**Exercise objective**
Starting with the line that contains "the white football" and going on through the line that contains "point(542, 208)", rewrite those lines as a JSON list of strings, one string per line, with blank lines left out.

**Listing**
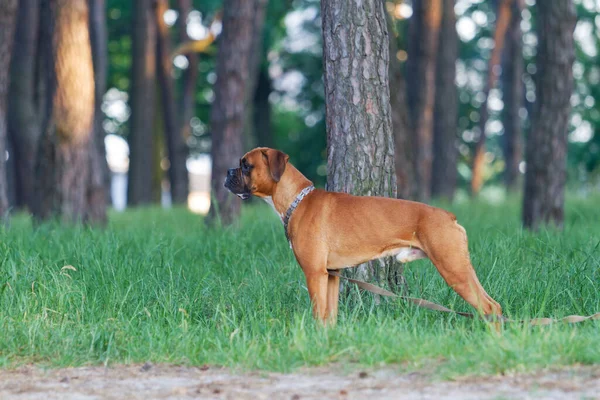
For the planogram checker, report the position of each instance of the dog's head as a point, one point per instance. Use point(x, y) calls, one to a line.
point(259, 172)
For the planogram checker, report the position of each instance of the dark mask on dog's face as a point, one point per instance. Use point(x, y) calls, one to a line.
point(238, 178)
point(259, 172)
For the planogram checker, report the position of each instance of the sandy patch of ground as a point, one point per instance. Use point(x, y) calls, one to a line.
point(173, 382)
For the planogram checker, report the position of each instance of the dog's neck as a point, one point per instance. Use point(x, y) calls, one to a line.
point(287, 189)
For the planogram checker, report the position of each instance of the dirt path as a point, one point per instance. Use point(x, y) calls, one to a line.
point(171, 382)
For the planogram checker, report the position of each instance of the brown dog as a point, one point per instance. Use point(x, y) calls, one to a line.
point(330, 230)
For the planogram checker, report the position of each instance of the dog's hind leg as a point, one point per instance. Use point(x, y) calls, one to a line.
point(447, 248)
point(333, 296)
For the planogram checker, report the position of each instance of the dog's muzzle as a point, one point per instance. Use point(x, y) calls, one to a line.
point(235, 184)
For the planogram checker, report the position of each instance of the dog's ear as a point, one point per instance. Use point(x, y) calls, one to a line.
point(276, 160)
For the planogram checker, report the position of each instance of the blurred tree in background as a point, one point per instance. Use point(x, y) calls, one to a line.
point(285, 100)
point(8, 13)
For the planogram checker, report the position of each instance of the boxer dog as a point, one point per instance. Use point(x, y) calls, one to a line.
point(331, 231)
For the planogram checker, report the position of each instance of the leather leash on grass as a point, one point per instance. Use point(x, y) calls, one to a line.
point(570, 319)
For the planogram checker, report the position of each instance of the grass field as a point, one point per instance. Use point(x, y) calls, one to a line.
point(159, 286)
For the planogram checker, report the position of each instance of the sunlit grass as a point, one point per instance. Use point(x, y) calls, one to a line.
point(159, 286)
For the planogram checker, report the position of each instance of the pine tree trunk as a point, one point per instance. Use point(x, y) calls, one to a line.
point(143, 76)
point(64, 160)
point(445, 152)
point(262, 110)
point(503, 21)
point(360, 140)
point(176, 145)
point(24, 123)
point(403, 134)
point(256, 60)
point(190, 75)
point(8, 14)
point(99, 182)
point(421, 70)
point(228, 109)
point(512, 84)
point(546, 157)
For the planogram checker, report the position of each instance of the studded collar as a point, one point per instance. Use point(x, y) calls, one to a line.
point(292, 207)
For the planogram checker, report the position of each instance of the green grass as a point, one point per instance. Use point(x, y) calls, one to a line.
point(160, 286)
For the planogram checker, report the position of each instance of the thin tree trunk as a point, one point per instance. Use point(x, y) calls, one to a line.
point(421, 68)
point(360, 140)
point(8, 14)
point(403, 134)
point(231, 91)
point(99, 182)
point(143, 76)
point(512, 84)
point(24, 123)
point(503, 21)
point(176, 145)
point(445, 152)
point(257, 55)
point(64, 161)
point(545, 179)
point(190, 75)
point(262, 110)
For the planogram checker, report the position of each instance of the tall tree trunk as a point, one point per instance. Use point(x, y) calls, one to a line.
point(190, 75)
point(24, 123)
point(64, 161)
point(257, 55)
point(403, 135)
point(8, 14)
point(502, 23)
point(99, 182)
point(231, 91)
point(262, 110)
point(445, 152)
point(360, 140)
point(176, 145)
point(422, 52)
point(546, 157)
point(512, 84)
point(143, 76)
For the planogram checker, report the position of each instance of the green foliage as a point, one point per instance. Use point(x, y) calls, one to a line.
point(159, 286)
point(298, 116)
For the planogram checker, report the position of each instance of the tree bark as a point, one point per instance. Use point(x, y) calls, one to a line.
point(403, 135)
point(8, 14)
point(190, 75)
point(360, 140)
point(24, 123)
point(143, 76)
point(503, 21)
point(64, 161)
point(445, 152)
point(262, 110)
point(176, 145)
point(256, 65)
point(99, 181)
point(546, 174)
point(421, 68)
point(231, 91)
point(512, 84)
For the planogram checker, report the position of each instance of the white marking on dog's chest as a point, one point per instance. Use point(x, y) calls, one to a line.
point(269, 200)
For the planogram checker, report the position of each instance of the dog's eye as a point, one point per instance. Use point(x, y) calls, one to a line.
---
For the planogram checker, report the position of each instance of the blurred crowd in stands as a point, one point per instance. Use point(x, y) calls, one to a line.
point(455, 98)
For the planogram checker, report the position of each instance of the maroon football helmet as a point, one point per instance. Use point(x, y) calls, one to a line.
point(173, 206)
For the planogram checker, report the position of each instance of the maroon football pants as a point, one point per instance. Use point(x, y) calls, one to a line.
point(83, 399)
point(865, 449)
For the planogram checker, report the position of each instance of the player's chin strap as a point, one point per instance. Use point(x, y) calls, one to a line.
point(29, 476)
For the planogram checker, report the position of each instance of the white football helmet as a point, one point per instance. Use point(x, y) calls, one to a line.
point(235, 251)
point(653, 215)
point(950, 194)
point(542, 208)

**Exercise response**
[
  "For the planogram checker, report the position of each instance of the white football helmet as a point, one point per instance. Use point(x, y) calls, one to a line.",
  "point(235, 251)",
  "point(653, 215)",
  "point(950, 194)",
  "point(542, 208)"
]